(Saved entries)
━━━━━━━━━━━━━━━━

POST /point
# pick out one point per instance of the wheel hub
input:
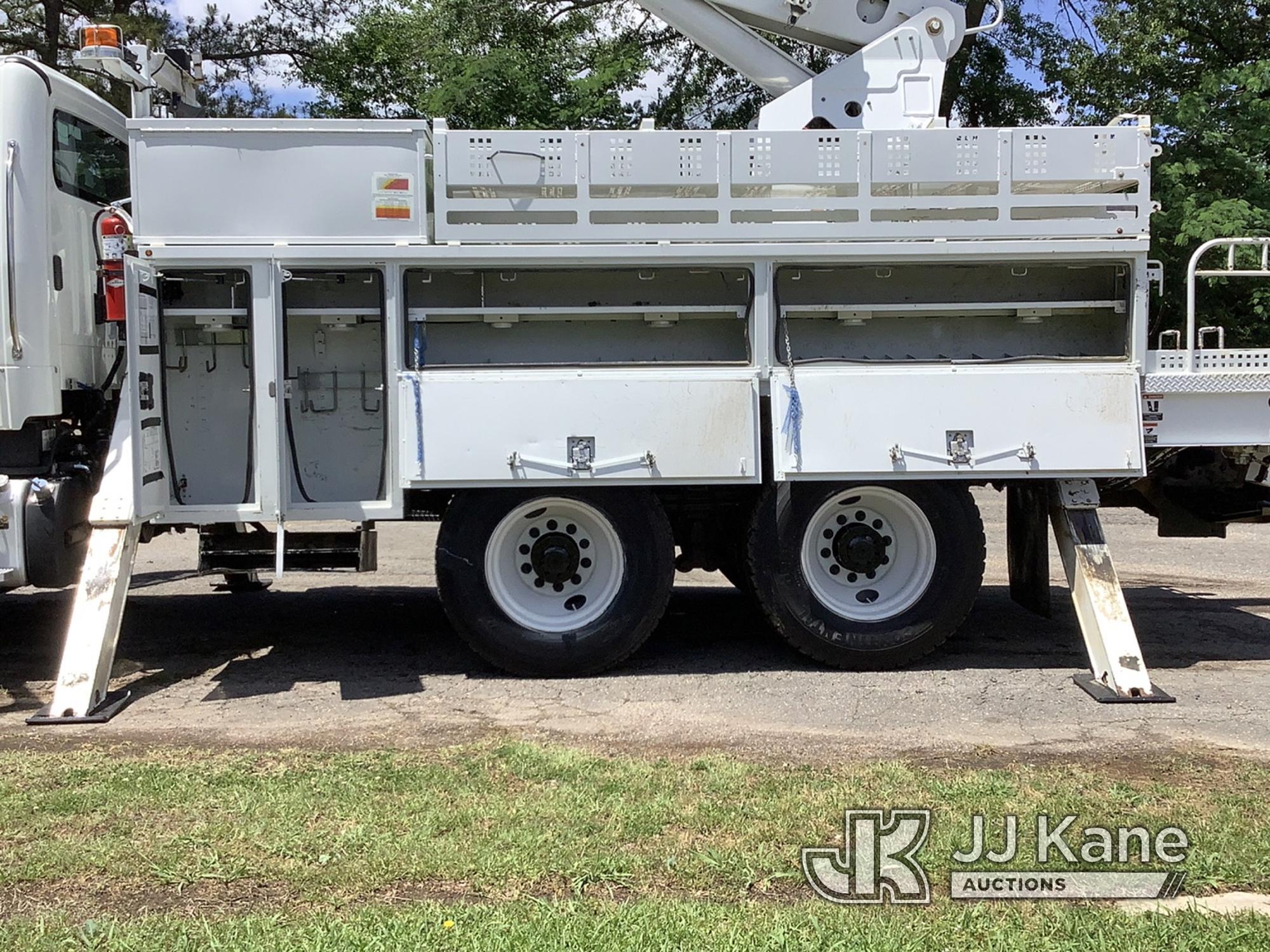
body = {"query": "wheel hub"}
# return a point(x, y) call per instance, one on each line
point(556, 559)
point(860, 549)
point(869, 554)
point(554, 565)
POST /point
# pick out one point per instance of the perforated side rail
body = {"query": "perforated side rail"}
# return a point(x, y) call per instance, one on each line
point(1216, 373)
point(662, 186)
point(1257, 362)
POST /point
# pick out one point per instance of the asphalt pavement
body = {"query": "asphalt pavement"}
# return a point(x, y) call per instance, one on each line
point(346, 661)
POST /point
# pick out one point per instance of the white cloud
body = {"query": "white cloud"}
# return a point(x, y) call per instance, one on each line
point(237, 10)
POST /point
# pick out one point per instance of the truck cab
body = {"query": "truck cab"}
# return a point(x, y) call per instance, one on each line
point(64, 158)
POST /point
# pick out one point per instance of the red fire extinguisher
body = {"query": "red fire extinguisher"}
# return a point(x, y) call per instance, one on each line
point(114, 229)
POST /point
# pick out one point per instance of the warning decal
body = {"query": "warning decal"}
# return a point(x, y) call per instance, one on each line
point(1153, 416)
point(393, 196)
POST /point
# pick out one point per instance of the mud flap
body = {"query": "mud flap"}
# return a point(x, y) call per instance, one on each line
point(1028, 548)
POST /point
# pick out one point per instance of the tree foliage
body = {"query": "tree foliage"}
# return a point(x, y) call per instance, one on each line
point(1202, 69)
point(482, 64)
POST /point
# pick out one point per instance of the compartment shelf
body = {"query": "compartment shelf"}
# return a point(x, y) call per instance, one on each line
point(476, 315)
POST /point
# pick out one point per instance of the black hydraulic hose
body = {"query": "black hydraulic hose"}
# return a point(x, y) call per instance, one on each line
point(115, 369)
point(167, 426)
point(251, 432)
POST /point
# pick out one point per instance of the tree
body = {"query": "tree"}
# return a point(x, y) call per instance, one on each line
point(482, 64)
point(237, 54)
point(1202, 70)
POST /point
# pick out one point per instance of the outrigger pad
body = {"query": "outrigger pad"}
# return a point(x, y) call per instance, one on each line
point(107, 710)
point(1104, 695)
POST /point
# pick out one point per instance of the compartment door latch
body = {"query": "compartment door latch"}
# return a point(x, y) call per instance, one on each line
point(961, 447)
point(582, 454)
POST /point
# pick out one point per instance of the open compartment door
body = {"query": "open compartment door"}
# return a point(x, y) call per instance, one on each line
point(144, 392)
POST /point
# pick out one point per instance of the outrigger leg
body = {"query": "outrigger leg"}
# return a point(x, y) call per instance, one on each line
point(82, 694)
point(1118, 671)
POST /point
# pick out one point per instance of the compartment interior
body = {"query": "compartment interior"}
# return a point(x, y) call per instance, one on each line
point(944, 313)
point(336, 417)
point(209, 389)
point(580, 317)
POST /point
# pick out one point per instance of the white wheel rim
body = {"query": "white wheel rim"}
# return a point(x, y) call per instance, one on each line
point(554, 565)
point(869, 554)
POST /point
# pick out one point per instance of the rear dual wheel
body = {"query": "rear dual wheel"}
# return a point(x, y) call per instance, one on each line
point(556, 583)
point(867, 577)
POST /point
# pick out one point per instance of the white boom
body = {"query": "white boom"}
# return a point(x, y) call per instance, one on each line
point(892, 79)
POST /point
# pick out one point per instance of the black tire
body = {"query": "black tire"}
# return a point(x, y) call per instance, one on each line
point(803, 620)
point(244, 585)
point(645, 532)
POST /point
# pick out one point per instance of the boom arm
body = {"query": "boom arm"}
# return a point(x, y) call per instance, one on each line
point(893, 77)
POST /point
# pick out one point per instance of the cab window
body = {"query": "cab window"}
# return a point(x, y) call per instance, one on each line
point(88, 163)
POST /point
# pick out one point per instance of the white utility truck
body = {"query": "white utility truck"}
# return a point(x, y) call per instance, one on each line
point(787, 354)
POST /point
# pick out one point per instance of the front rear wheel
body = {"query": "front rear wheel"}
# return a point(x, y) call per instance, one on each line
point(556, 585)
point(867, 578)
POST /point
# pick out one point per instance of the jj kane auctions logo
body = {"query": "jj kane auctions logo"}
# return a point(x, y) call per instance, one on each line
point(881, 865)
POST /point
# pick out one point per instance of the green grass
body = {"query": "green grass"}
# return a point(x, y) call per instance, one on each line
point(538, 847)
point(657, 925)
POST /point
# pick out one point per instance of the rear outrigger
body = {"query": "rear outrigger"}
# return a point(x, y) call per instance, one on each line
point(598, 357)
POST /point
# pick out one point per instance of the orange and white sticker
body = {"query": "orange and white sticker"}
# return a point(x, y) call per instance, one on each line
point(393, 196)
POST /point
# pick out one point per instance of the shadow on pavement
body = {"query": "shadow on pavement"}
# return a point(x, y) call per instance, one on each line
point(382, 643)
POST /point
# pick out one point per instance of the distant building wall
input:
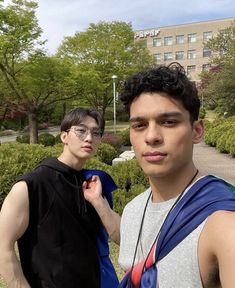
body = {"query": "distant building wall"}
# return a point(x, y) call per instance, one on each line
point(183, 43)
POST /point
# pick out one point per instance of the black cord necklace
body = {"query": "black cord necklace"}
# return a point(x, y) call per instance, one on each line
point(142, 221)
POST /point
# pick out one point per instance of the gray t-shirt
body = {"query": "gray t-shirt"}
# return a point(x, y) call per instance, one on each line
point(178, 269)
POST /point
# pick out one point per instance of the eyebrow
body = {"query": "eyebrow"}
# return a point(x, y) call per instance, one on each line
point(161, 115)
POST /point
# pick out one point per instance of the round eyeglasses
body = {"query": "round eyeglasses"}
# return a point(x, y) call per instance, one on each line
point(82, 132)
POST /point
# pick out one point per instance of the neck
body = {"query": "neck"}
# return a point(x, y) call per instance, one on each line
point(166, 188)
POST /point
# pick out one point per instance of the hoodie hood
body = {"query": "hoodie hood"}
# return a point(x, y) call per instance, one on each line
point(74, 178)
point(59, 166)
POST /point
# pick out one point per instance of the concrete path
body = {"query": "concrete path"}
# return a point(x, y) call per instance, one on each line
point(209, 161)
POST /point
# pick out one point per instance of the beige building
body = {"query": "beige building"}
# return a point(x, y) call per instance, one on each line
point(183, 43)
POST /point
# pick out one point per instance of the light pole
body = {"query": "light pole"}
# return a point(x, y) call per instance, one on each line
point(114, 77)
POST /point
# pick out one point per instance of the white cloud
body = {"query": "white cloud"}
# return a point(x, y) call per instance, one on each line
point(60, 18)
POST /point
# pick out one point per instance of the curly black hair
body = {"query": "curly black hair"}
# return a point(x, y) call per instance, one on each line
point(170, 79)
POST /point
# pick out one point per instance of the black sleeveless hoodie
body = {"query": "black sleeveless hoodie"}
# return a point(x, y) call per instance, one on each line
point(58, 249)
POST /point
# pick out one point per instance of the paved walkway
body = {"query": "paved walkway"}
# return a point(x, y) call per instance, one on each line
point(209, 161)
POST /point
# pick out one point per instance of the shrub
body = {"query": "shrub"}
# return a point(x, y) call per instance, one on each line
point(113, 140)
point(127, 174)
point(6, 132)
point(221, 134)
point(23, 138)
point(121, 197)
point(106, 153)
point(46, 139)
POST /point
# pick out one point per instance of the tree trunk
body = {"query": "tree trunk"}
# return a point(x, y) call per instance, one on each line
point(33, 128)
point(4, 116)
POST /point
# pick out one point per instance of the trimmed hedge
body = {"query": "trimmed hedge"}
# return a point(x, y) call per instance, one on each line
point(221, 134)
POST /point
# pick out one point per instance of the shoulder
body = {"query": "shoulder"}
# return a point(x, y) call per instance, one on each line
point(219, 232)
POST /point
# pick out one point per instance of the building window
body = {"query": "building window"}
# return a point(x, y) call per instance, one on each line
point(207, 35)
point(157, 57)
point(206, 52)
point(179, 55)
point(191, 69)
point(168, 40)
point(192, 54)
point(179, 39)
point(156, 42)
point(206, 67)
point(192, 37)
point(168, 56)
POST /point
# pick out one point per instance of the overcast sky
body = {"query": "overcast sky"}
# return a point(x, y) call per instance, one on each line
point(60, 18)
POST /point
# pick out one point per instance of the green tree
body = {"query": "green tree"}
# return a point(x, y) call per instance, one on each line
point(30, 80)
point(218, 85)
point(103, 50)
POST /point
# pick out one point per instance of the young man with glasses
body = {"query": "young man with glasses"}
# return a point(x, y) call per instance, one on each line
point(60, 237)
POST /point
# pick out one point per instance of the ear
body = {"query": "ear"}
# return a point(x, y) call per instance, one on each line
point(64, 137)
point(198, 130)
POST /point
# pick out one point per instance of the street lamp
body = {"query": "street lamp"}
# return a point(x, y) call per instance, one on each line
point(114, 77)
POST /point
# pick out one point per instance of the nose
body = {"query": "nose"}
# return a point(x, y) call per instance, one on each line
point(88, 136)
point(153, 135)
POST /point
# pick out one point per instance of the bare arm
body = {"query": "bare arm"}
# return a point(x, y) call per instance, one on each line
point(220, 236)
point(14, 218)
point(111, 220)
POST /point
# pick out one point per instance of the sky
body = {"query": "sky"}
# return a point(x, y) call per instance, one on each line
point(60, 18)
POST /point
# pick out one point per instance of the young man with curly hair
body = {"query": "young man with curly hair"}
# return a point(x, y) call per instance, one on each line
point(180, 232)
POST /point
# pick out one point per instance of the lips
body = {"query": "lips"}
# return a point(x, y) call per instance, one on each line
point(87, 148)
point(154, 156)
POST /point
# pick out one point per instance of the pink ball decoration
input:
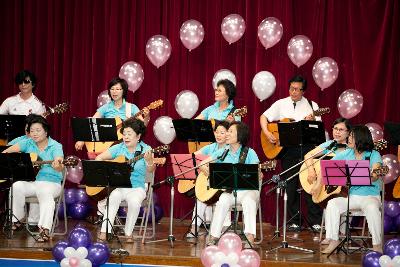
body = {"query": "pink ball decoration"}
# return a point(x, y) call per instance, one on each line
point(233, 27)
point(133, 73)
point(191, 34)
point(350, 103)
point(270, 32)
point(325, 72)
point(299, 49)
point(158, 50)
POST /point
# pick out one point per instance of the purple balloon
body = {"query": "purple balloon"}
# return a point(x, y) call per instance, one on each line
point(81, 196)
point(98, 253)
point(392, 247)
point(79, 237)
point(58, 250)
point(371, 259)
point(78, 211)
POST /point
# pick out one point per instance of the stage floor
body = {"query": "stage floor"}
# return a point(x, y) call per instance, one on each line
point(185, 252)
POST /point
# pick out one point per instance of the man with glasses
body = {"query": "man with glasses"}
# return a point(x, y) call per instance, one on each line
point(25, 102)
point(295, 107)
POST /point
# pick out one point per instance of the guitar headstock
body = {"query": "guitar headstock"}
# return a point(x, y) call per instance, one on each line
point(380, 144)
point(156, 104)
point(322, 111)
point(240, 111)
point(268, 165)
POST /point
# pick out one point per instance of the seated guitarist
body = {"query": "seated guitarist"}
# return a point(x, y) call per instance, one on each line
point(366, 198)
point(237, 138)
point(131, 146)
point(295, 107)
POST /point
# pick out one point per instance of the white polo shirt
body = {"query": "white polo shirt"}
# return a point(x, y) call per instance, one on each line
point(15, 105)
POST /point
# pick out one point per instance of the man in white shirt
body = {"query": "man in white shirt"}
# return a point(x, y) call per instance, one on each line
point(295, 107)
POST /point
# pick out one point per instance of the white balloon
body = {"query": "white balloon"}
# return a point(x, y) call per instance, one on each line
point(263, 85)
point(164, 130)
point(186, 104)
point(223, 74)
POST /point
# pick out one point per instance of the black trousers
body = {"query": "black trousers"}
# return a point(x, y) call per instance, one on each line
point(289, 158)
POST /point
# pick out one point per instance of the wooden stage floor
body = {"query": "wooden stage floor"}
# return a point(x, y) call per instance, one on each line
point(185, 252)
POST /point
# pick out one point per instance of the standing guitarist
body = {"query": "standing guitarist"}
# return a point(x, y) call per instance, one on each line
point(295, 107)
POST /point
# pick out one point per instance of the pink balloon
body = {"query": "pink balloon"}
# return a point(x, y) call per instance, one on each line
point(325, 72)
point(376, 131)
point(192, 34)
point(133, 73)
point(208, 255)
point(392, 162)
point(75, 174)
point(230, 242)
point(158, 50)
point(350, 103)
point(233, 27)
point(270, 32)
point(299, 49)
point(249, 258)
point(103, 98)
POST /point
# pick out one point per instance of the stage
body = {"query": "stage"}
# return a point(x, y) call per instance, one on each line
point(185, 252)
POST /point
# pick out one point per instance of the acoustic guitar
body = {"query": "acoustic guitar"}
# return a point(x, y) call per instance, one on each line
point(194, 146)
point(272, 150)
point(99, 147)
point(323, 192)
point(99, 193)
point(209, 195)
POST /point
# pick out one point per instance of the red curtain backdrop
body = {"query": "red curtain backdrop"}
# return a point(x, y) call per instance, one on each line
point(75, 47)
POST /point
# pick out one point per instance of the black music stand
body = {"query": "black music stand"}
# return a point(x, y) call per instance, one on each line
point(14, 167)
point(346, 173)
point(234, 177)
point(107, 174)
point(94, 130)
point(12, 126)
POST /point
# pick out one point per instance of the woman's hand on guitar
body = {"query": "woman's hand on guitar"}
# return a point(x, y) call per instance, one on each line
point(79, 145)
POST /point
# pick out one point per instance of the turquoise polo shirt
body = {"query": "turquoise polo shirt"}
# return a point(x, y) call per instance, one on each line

━━━━━━━━━━━━━━━━

What the task requires
Check each line of the data above for the word "front" and copy the ones where it is found.

Result below
# pick out one point per instance of the front rear wheel
body = {"query": "front rear wheel"}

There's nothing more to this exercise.